• [Your assignment] Select from the records below every line that has the word "wooden" in it.

════

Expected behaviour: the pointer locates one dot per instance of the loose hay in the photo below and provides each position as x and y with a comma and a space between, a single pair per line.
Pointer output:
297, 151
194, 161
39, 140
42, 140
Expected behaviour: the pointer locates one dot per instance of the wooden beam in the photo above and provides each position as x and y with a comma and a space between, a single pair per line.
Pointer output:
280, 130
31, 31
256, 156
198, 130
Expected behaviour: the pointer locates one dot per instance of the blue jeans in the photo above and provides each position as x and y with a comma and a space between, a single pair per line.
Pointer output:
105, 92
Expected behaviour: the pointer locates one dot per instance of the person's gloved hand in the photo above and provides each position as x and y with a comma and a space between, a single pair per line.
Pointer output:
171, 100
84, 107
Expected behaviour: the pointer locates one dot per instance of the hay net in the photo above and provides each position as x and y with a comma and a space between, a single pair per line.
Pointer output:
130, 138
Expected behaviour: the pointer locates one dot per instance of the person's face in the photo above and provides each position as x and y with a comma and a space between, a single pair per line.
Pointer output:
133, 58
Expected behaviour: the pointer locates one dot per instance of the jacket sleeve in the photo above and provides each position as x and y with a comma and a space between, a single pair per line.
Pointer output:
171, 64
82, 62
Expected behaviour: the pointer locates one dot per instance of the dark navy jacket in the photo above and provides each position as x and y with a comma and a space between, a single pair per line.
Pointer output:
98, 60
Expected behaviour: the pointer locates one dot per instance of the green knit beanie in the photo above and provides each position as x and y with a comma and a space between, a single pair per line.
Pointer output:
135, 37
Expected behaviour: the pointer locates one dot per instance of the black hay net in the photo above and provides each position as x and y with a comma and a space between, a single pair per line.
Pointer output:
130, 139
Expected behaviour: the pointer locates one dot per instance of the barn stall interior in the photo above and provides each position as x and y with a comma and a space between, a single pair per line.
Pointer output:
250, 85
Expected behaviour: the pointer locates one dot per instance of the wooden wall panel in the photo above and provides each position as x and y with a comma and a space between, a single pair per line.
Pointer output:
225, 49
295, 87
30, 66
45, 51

════

• [Answer section]
Expected behaviour: the pointer locates one dot per instance of the wooden beam in the photo above and provides each position as x and y with a comma and a space between, a single pair per line.
Expected behaviour: the pointer locates one dot per instance of the wooden wall panel in the photo above and provides each position as x and y with a comma and a space between, a single pair per line.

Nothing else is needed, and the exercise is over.